- Supplied information -
———

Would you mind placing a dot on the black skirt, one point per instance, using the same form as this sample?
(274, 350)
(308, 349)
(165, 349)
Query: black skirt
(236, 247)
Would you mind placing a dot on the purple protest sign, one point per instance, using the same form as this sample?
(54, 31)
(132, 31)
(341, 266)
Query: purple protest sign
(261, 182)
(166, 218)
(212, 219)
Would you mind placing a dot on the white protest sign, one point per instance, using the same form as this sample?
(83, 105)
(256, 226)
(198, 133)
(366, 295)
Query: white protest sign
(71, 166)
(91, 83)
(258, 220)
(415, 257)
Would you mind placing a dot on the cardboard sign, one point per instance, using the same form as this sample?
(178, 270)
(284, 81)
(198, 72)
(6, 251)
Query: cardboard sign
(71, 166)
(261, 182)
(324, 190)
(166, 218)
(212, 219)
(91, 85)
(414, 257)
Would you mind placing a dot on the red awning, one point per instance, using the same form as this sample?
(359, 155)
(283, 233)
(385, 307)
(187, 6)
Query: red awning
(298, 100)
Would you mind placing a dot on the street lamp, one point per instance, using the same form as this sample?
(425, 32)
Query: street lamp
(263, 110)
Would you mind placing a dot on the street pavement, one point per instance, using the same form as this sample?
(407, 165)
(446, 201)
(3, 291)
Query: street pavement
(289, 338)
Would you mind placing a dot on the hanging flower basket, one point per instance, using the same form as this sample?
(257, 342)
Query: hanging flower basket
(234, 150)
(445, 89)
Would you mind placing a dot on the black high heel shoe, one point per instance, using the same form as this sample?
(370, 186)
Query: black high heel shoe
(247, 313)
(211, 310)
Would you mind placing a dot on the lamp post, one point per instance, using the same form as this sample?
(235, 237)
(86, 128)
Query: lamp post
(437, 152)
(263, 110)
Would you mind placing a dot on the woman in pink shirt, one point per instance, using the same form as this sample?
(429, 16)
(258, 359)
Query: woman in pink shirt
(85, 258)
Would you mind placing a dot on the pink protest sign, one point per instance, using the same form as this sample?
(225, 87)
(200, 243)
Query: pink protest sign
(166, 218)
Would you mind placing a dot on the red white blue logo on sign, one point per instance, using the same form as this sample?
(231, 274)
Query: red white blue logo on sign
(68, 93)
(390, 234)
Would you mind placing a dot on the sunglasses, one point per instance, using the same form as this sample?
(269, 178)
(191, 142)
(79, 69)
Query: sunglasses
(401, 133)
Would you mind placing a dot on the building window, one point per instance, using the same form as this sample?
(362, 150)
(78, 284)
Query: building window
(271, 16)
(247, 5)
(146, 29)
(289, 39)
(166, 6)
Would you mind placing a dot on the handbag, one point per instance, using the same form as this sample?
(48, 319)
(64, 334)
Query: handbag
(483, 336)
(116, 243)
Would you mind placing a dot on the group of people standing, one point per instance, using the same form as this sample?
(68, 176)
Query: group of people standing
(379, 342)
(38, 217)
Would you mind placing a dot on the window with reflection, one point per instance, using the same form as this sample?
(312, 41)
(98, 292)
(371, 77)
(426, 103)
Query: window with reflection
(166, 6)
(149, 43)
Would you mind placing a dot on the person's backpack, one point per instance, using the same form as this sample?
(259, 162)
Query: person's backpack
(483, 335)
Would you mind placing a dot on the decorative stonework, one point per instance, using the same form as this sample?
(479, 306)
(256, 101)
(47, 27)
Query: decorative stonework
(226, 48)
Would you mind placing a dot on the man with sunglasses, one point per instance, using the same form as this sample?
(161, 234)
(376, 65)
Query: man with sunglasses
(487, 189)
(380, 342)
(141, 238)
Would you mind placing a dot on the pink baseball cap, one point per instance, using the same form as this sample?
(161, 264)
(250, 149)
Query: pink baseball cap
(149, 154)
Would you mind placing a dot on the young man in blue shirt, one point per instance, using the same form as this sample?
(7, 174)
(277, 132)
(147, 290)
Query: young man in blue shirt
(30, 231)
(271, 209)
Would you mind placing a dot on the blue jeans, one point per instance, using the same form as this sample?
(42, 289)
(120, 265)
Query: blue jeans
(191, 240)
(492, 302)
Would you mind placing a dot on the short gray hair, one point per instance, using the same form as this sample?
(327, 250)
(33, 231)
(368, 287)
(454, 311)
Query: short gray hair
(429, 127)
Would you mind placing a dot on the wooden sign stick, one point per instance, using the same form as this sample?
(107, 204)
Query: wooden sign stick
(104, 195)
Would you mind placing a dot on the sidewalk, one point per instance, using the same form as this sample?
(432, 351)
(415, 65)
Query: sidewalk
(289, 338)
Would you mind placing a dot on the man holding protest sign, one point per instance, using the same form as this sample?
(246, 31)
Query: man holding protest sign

———

- Requirement -
Each line of the records that holds the word "holding" should be copied out.

- Solution below -
Would you mind placing a dot on the man holding protest sign, one point per instance, using the same form as this sample?
Query: man holding protest sign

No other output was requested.